### PROBLEM TO WORK ON
An exact reproduction of all the entries is what the answer must contain.

Region pointing data
---
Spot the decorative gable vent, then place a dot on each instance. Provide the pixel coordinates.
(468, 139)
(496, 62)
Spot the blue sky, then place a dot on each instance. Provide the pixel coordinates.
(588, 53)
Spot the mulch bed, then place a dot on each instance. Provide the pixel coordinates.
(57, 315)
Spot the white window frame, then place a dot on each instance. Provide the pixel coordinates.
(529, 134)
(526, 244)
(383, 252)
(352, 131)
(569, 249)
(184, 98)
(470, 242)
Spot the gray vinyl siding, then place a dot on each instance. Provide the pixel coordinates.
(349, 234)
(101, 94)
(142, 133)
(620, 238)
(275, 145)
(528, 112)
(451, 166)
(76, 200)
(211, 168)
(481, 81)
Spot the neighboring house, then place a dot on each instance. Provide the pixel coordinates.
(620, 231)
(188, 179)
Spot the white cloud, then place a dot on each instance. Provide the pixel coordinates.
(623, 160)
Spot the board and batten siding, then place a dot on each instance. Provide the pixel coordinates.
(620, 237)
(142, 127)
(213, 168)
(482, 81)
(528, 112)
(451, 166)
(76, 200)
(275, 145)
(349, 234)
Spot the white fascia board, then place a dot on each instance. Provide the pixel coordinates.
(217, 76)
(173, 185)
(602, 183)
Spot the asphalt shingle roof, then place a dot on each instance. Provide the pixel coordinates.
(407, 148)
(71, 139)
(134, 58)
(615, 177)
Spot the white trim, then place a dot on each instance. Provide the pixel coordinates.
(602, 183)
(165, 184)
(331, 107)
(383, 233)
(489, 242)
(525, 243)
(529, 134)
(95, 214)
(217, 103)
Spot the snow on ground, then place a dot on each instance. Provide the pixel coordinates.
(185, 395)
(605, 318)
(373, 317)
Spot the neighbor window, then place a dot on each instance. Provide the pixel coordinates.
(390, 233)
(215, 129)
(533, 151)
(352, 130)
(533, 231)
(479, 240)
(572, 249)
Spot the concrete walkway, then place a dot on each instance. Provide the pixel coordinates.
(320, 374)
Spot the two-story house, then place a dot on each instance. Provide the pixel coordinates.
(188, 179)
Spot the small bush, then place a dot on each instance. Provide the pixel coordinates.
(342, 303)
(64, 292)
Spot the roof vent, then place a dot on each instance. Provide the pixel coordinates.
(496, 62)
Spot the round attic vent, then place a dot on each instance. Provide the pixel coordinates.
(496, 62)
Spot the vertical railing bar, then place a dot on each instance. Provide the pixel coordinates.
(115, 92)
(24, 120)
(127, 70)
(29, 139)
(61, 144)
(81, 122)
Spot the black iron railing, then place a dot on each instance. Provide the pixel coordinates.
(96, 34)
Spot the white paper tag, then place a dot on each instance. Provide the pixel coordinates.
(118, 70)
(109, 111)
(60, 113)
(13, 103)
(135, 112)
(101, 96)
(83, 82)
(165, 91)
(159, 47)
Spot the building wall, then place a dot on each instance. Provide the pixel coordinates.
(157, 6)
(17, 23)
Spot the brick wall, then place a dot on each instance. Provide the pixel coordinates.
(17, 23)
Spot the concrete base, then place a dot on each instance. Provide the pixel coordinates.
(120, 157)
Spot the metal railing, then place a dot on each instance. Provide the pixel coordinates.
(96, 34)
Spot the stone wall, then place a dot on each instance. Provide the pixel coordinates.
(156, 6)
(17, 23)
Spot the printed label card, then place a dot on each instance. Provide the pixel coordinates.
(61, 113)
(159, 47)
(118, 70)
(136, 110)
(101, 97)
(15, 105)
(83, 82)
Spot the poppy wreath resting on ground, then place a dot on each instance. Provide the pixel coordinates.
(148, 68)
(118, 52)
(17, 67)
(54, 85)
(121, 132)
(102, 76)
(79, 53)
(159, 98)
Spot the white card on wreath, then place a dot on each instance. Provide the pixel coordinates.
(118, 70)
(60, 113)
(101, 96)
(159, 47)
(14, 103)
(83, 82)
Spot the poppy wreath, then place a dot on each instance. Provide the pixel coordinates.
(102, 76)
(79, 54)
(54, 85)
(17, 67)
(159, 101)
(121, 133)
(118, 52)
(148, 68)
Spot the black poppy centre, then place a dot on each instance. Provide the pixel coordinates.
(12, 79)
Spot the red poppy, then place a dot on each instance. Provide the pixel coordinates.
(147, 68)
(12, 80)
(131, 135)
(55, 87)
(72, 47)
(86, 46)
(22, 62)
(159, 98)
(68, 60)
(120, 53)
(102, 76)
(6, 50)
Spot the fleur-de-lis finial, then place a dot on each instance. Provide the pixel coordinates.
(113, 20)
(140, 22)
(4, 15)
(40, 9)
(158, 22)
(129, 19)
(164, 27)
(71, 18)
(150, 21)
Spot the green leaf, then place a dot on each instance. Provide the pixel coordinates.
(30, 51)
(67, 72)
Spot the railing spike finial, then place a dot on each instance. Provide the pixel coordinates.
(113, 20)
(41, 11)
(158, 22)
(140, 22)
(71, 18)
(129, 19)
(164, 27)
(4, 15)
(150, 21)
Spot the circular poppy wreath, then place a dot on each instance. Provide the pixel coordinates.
---
### EXPECTED ANSWER
Spot the decorative gable vent, then place a dot on each instance. Provide the pixel coordinates.
(468, 139)
(496, 62)
Spot the blue sky, then place a dot on each instance. Provide the pixel coordinates.
(588, 53)
Spot the mulch bed, then place a dot on each instance. Provide the pixel coordinates.
(57, 315)
Spot the white window frame, then place a dot on each instance. Provide the pixel coordinates.
(529, 134)
(526, 244)
(383, 252)
(352, 131)
(569, 249)
(184, 98)
(470, 242)
Spot the gray vinyl siding, then place a dot on each instance. Provide the pixel coordinates.
(349, 234)
(101, 94)
(142, 133)
(620, 238)
(275, 145)
(528, 112)
(451, 166)
(76, 200)
(211, 168)
(481, 81)
Spot the neighboring house, then place a dot on each instance. Provide the pixel coordinates.
(620, 231)
(188, 179)
Spot the white cloud, then place a dot on each instance. Provide the pixel coordinates.
(623, 160)
Spot the board and batten siding, then place a dot on each instance. Provide the pixel coordinates.
(620, 237)
(142, 127)
(213, 168)
(482, 81)
(528, 112)
(451, 166)
(76, 200)
(275, 145)
(349, 234)
Spot the white fascia board, then place a dot on each instance. Provide the pixel coordinates.
(217, 76)
(173, 185)
(602, 183)
Spot the asphalt shingle roof, then place a dot on each instance. Provide the pixel coordinates.
(407, 148)
(71, 139)
(134, 58)
(615, 177)
Spot the white trim, then place a dot on each instance. Provide the pixel coordinates.
(602, 183)
(165, 184)
(331, 107)
(383, 233)
(489, 242)
(525, 243)
(529, 134)
(95, 214)
(217, 103)
Spot the snow on ground, then place a dot on each instance. Provide the pixel coordinates.
(185, 395)
(605, 318)
(373, 317)
Spot the neighbor window, then place a dot on each instance. Provide the pixel coordinates.
(390, 233)
(215, 129)
(533, 151)
(352, 130)
(533, 231)
(479, 240)
(572, 249)
Spot the concrete walkway, then place a dot on each instance. Provide the pixel coordinates.
(320, 374)
Spot the two-story house, then place a dot on each instance. Provide the pixel coordinates.
(188, 179)
Spot the small bush, then place a dot on each instance. Provide the pixel coordinates.
(342, 303)
(64, 292)
Spot the roof vent, then place a dot on each instance. Provide the pixel coordinates.
(496, 62)
Spot the round attic vent, then place a dot on each instance. Provide the pixel coordinates.
(496, 62)
Spot the vertical railing bar, then place a dot on each instance. Provide the pixel coordinates.
(115, 92)
(24, 120)
(127, 70)
(29, 139)
(61, 144)
(81, 122)
Spot the black iron railing, then place a dot on each instance. Provide the pixel coordinates.
(96, 34)
Spot the white paper tag, then place a dot on each instance. Provide the pixel coordinates.
(118, 70)
(109, 111)
(60, 113)
(13, 103)
(135, 112)
(101, 96)
(83, 82)
(165, 91)
(159, 47)
Spot the building wall, then place a dot on each instance. Provide the pixel coordinates.
(157, 6)
(17, 23)
Spot the brick wall, then place a dot on each instance. Provide the pixel coordinates.
(17, 23)
Spot the concrete base, then place a dot on each instance. Provide the pixel coordinates.
(120, 157)
Spot the metal railing, then place a dot on each instance. Provide the pixel coordinates.
(96, 34)
Spot the stone wall, then place a dot on each instance. Provide the pixel coordinates.
(156, 6)
(17, 23)
Spot the printed label card, then place a dot on each instance. Provide the pixel coordinates.
(61, 113)
(159, 47)
(118, 70)
(136, 110)
(101, 97)
(15, 105)
(83, 82)
Spot the poppy wreath resting on ground, then place a dot on each instance. Provide the pixel coordinates.
(148, 68)
(118, 52)
(17, 67)
(54, 85)
(121, 132)
(102, 76)
(79, 53)
(159, 98)
Spot the white card on wreath, then place a dot on each instance. Provide the pixel coordinates.
(118, 70)
(60, 113)
(101, 96)
(159, 47)
(14, 103)
(83, 82)
Spot the poppy wreath, then place a dot on each instance. Provide the pixel coordinates.
(102, 76)
(79, 54)
(54, 85)
(17, 67)
(159, 101)
(121, 133)
(118, 52)
(148, 68)
Spot the black poppy centre, then place a dot on each instance. Provide the pixel coordinates.
(12, 79)
Spot the red poppy, then place a dot on each instance. Provide the pixel coordinates.
(147, 68)
(12, 80)
(131, 135)
(55, 87)
(72, 47)
(86, 46)
(22, 62)
(159, 98)
(68, 60)
(120, 53)
(102, 76)
(6, 50)
Spot the fleur-de-lis finial, then place a dot on each instance. Provide the pixel coordinates.
(113, 20)
(140, 22)
(4, 15)
(40, 9)
(158, 22)
(129, 19)
(164, 27)
(71, 18)
(150, 21)
Spot the green leaf, then place a dot on each instance. Provide the pixel coordinates.
(30, 51)
(67, 72)
Spot the railing spike finial, then place a dot on each instance. Provide the pixel coordinates.
(113, 20)
(41, 11)
(158, 22)
(140, 22)
(71, 18)
(129, 19)
(164, 27)
(4, 15)
(150, 21)
Spot the circular poppy wreath, then place a dot on each instance. Provide the pixel coordinates.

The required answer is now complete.